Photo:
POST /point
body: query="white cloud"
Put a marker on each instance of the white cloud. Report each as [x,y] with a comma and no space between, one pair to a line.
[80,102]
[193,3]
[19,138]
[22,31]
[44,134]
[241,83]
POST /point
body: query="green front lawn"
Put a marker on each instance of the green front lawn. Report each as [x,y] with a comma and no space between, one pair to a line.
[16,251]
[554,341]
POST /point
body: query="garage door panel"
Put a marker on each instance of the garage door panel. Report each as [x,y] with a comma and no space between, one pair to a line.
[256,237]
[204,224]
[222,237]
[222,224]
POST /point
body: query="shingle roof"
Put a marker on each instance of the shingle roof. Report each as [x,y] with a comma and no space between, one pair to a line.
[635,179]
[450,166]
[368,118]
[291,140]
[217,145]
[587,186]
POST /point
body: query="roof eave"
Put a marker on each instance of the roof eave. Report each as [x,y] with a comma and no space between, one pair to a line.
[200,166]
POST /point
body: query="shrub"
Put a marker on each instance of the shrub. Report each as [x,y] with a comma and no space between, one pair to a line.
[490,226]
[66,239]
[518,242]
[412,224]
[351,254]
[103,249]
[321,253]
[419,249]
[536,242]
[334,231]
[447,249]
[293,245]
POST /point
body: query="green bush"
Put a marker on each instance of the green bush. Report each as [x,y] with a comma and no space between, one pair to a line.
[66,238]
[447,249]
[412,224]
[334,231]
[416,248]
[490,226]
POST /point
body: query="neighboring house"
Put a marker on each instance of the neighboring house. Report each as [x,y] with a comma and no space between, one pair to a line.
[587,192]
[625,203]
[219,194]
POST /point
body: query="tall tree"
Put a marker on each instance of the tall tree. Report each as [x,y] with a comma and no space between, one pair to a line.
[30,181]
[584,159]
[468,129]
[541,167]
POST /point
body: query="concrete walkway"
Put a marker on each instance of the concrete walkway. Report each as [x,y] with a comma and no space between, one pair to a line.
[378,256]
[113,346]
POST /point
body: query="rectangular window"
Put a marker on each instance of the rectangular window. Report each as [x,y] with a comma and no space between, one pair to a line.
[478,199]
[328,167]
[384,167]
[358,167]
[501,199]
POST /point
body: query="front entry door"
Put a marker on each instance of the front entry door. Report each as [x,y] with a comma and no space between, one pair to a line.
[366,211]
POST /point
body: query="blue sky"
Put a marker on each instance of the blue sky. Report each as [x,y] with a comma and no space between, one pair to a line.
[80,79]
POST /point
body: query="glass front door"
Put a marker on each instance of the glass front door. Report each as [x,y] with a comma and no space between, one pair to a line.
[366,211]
■ ■ ■ ■
Given request. Repeat the material above in full, quoting it exactly.

Correct result.
Photo:
POST /point
body: query="white cloud"
Put a marker on each instance of the white cloud. Report each as [x,y] with a comma and no space between, one pair to a line.
[80,102]
[193,3]
[19,138]
[22,31]
[44,134]
[241,83]
POST /point
body: query="green front lawn"
Put a marker on each instance of the green front lawn. Report each as [x,y] with a comma and no space between, one pair to a line.
[16,251]
[554,341]
POST /point
body: query="garage door panel"
Put a marker on each instance of the garage door panel. Report each as [x,y] with a comma and no space between, one pair to a line.
[256,237]
[204,224]
[222,237]
[222,224]
POST /point
body: query="shingle roof"
Put a marker on each instance of the shingle roof. Report each as [x,y] with a comma and no space between, one pair to a line.
[635,179]
[450,166]
[368,118]
[291,140]
[217,145]
[587,186]
POST /point
body: query="roof eave"
Put a marker on each instance of the roof eave. Report each as [x,y] with a comma and no space between, one pair to a line.
[200,166]
POST /point
body: query="shrub"
Put a marker on each instance of the shrub. Report each as [x,y] with a comma and no space between, one pair to a line.
[490,226]
[66,239]
[518,242]
[412,224]
[351,254]
[103,249]
[321,253]
[419,249]
[536,242]
[334,231]
[447,249]
[293,245]
POST /point
body: query="green bush"
Put a marker on each instance of the green bush. Report each as [x,y] with a comma and no space between, one pair to a line.
[66,238]
[447,249]
[412,224]
[334,231]
[416,248]
[490,226]
POST /point
body: query="neighboring house"
Put a marker on each instance of the neighboring house. Report each as [x,y] with a comma and no space between, one pair to a line.
[587,192]
[625,203]
[219,194]
POST /point
body: query="tall tree"
Put a marker on each instance of the tall tree. Report each as [x,y] with a comma and no space between, one pair to a line.
[30,181]
[584,159]
[468,129]
[541,167]
POST /point
body: query="concrete walkway"
Put a marker on each instance of the concrete walkway. Report each as [x,y] with a comma and no space between, one pair to a line.
[378,256]
[113,346]
POST /point
body: query="rectangular window"
Put a marker on each instance of the rectangular window. Report each as [x,y] with a comma and no space between, one pair to a line.
[478,199]
[328,167]
[384,167]
[358,167]
[501,199]
POST /point
body: query="front entry door"
Put a marker on each instance of the front entry door. Report each as [x,y] with a comma and no space between, one pair to a line.
[366,211]
POST /point
body: query="blue sky"
Put a marker on each instance of the blue sky. Report each as [x,y] with a comma and no space between, one pair to a line.
[80,79]
POST /point
body: query="glass front door"
Put a marker on each instance of the glass front door. Report each as [x,y] with a comma and no space between, one pair to a line.
[366,211]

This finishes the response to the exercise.